SHORT TASK :: Reproduce, word for word, everything in the records from the line containing "496, row 363." down to the line containing "column 251, row 255", both of those lines included.

-- begin DATASET CONTENT --

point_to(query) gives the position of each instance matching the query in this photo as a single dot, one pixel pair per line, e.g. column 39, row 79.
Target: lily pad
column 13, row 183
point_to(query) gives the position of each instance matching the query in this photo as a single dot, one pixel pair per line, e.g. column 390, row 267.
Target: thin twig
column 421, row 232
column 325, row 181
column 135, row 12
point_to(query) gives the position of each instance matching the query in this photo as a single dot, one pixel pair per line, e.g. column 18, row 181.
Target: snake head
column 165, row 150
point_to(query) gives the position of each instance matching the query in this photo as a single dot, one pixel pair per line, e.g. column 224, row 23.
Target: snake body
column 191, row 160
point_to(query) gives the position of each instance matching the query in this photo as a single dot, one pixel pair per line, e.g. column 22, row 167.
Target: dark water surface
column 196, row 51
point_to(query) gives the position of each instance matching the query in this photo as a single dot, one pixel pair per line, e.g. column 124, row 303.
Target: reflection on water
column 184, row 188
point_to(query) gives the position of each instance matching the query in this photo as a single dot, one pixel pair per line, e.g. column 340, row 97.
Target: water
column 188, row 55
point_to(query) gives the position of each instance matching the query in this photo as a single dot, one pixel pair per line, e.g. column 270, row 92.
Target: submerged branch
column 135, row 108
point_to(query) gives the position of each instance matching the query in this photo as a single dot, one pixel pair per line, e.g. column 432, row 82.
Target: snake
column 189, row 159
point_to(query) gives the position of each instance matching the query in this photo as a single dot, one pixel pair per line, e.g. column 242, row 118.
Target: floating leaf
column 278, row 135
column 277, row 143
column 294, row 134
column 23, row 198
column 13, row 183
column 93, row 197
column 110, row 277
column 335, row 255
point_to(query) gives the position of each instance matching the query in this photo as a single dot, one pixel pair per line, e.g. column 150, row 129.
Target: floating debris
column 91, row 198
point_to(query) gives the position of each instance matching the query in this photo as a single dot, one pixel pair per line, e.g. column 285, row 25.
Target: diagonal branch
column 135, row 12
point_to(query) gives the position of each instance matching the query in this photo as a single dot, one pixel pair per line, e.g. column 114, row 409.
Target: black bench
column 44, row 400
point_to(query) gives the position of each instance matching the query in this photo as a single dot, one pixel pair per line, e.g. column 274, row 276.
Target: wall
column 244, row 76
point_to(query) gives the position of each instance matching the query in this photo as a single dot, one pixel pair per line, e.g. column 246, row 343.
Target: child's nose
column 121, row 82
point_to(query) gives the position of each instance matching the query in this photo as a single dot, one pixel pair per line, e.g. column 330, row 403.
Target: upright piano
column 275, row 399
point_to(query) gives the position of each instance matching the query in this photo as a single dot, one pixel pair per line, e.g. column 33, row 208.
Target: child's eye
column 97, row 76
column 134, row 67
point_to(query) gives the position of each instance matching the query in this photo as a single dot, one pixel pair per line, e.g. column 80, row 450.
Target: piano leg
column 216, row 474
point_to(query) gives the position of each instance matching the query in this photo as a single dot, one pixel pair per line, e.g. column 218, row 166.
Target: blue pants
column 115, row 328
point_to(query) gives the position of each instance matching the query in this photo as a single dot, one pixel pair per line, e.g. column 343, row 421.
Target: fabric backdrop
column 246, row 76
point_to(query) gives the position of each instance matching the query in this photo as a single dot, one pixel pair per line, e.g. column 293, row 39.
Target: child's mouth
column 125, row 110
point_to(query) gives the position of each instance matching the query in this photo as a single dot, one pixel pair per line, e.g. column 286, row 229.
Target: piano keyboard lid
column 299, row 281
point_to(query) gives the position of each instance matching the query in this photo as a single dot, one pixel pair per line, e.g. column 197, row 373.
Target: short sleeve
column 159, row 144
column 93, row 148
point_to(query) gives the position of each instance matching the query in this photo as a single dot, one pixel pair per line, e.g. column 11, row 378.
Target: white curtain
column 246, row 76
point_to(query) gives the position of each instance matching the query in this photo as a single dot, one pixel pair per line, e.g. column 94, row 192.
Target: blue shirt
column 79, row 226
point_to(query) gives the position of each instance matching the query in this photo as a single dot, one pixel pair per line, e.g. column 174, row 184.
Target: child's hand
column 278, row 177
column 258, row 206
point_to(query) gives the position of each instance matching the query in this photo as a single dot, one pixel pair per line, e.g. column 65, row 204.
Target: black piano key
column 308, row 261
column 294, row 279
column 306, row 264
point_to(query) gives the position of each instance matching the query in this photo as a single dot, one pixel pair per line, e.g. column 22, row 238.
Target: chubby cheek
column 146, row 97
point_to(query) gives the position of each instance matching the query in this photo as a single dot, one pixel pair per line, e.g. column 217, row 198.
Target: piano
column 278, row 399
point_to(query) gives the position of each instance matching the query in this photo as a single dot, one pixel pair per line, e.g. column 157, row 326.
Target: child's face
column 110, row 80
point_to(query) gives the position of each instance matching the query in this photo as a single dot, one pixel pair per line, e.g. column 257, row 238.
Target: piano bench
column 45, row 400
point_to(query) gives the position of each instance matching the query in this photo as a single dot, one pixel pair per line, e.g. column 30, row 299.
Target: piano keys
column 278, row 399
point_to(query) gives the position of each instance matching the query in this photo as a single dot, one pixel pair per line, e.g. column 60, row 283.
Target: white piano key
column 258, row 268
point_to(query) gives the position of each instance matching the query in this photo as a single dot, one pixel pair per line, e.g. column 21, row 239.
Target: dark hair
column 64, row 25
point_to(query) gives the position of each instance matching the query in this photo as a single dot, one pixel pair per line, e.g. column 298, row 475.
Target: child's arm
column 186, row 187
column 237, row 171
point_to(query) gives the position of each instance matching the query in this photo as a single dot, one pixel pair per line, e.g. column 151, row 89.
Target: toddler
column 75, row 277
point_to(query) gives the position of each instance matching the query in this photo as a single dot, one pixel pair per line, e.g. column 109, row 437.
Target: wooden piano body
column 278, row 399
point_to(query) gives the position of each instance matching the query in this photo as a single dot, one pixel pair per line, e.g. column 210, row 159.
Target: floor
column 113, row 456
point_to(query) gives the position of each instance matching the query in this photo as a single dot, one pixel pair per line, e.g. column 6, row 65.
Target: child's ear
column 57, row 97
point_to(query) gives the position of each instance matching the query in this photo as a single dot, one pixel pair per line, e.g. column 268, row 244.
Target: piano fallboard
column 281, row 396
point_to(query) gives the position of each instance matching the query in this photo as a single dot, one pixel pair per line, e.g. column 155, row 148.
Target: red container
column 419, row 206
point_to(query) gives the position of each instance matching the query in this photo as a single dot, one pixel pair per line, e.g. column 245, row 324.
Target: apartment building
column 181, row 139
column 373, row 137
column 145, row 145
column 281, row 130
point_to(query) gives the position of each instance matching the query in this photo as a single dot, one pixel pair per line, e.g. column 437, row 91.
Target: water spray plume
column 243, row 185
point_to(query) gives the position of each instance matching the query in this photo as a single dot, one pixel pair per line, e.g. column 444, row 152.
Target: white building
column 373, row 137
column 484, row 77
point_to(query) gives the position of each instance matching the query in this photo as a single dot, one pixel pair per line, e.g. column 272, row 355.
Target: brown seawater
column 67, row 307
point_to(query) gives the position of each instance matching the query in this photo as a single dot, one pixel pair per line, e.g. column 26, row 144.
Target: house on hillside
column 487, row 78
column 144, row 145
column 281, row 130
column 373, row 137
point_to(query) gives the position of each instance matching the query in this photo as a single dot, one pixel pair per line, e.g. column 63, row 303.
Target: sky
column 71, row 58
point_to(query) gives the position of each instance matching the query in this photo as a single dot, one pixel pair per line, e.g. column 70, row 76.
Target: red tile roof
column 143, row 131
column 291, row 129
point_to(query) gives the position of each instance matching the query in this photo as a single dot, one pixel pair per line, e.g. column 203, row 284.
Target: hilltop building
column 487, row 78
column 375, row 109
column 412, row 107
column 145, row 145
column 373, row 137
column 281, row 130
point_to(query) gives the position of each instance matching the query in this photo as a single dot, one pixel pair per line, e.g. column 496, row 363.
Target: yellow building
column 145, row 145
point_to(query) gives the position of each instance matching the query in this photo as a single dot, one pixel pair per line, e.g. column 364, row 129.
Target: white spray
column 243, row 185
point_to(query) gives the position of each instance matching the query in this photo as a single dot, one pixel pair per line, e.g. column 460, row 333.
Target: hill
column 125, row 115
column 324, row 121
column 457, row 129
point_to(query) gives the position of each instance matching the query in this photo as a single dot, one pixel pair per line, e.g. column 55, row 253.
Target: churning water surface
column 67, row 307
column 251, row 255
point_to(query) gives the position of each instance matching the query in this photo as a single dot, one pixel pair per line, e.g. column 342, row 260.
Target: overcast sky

-- end DATASET CONTENT --

EXERCISE ANSWER ::
point_to(query) gives the position of each instance matching the query in this photo as a single dot, one pixel pair per line, e.g. column 496, row 363.
Target: yellow building
column 145, row 145
point_to(query) gives the position of each instance matching the query in this photo as a single dot, one pixel pair per line, e.g. column 364, row 129.
Target: white spray
column 243, row 185
point_to(query) gives the position of each instance matching the query in this photo as a single dot, one pixel pair per line, e.g. column 460, row 333.
Target: hill
column 125, row 115
column 324, row 121
column 457, row 129
point_to(query) gives the position of each instance matching the query in this photo as a single dot, one pixel pair per line, e.g. column 55, row 253.
Target: churning water surface
column 67, row 307
column 251, row 255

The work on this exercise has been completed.